Below are the records; repeat exactly their lines between the line holding "Target: window" and the line holding "Target: large gray boulder", inclusive, skipping the pictures.

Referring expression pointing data
################

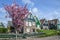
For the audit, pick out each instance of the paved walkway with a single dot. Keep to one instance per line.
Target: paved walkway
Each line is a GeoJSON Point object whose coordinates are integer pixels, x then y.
{"type": "Point", "coordinates": [45, 38]}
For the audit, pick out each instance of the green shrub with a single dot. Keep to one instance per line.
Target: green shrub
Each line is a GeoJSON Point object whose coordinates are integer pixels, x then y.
{"type": "Point", "coordinates": [3, 30]}
{"type": "Point", "coordinates": [47, 33]}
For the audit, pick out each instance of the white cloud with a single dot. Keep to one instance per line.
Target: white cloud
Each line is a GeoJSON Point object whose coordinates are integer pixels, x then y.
{"type": "Point", "coordinates": [35, 11]}
{"type": "Point", "coordinates": [2, 10]}
{"type": "Point", "coordinates": [29, 2]}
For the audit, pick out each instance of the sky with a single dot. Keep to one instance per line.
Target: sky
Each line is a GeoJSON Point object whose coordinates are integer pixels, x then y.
{"type": "Point", "coordinates": [48, 9]}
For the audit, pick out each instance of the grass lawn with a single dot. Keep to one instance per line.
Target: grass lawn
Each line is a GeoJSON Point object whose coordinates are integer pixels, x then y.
{"type": "Point", "coordinates": [49, 33]}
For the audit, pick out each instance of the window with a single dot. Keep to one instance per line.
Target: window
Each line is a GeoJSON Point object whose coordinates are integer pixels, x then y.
{"type": "Point", "coordinates": [30, 24]}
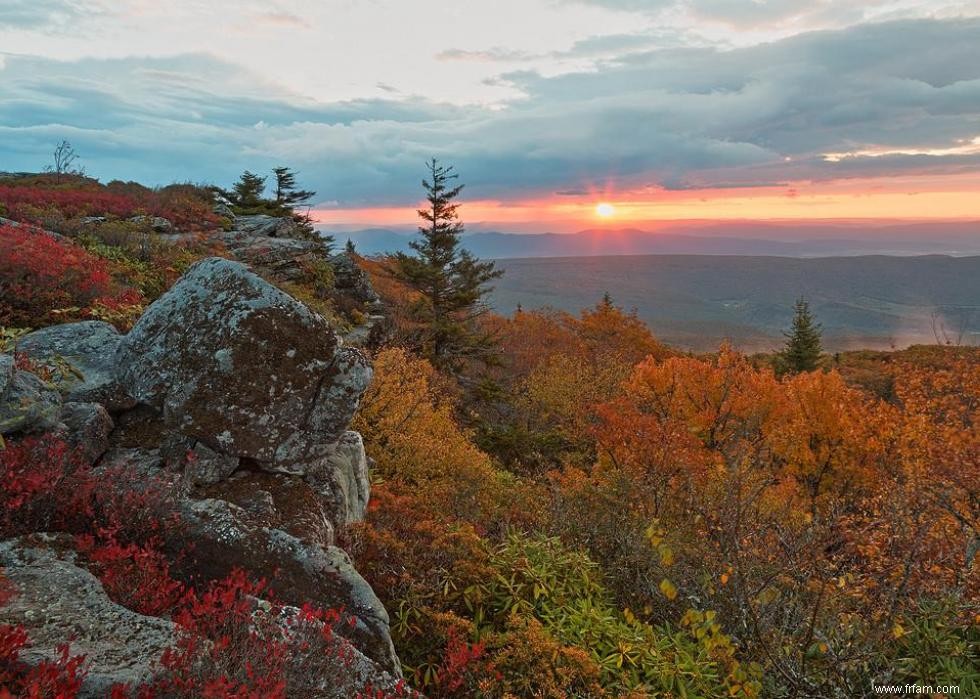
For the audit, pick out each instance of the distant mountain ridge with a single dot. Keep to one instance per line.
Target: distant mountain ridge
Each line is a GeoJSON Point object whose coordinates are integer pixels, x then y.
{"type": "Point", "coordinates": [696, 301]}
{"type": "Point", "coordinates": [737, 238]}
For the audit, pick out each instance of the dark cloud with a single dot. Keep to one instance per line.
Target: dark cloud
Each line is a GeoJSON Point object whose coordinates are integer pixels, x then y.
{"type": "Point", "coordinates": [677, 117]}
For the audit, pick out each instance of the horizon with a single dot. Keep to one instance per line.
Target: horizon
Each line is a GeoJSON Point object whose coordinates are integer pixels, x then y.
{"type": "Point", "coordinates": [586, 114]}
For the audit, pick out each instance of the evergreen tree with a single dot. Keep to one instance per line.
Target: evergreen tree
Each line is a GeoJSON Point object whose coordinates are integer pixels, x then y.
{"type": "Point", "coordinates": [451, 281]}
{"type": "Point", "coordinates": [287, 195]}
{"type": "Point", "coordinates": [246, 194]}
{"type": "Point", "coordinates": [802, 350]}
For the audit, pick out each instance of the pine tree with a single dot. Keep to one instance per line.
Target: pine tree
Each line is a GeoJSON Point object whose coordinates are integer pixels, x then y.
{"type": "Point", "coordinates": [287, 195]}
{"type": "Point", "coordinates": [451, 281]}
{"type": "Point", "coordinates": [802, 350]}
{"type": "Point", "coordinates": [246, 194]}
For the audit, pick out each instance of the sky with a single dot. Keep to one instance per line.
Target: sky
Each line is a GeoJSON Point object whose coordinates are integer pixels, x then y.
{"type": "Point", "coordinates": [661, 109]}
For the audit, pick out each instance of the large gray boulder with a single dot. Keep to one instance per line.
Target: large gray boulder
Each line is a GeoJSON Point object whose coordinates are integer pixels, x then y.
{"type": "Point", "coordinates": [6, 371]}
{"type": "Point", "coordinates": [236, 363]}
{"type": "Point", "coordinates": [86, 427]}
{"type": "Point", "coordinates": [225, 539]}
{"type": "Point", "coordinates": [341, 480]}
{"type": "Point", "coordinates": [58, 602]}
{"type": "Point", "coordinates": [349, 277]}
{"type": "Point", "coordinates": [272, 226]}
{"type": "Point", "coordinates": [287, 258]}
{"type": "Point", "coordinates": [27, 403]}
{"type": "Point", "coordinates": [89, 348]}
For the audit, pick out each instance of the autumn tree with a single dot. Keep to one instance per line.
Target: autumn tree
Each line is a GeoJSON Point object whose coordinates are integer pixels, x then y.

################

**Your solution:**
Target: window
Each line is a GeoJSON Point object whose coordinates are integer pixels, x then y.
{"type": "Point", "coordinates": [30, 24]}
For the audit, pick out each instance of the distant mountain ridge with a single dot. Keep to one instance per line.
Target: distant mountain ridge
Each line is a GeoJSON Point object whose coordinates are integer pixels, x then y.
{"type": "Point", "coordinates": [696, 301]}
{"type": "Point", "coordinates": [737, 238]}
For the audit, pick out each instance of the dark cloud with a single dot. Keep to one instance per line.
Target: dark cloud
Each line is a GeoJSON Point object whose coordinates are integer pixels, x then y.
{"type": "Point", "coordinates": [677, 117]}
For the audit, pick out each instance of the horizon with a single dot. Keep to one instance per line.
Target: horizon
Each line is a GeoJSON Point object whose coordinates are integer pixels, x then y.
{"type": "Point", "coordinates": [586, 114]}
For the audit, pick out each instance of the evergreen tree with a single dot. Keep to one instance per line.
Target: evergreen tree
Each line is a GeoJSON Point object whose coordinates are integer pixels, x then y.
{"type": "Point", "coordinates": [451, 281]}
{"type": "Point", "coordinates": [287, 195]}
{"type": "Point", "coordinates": [246, 194]}
{"type": "Point", "coordinates": [802, 350]}
For the audit, pick out each instance of the pine tree with a single dot. Keep to one instance per line.
Target: pine tree
Each line is a GeoJSON Point object whose coordinates are integer pixels, x then y.
{"type": "Point", "coordinates": [287, 195]}
{"type": "Point", "coordinates": [451, 281]}
{"type": "Point", "coordinates": [802, 350]}
{"type": "Point", "coordinates": [246, 194]}
For the audit, pick out each instance of the sky with a single dot. Keep to one instance per line.
Target: sky
Each line is a GeoJSON Point object whose coordinates are integer pixels, x then y.
{"type": "Point", "coordinates": [661, 109]}
For the audit, pick out each instance of the large gray boulder with a single dot. Keep to one instance per line.
Target: large gray boulder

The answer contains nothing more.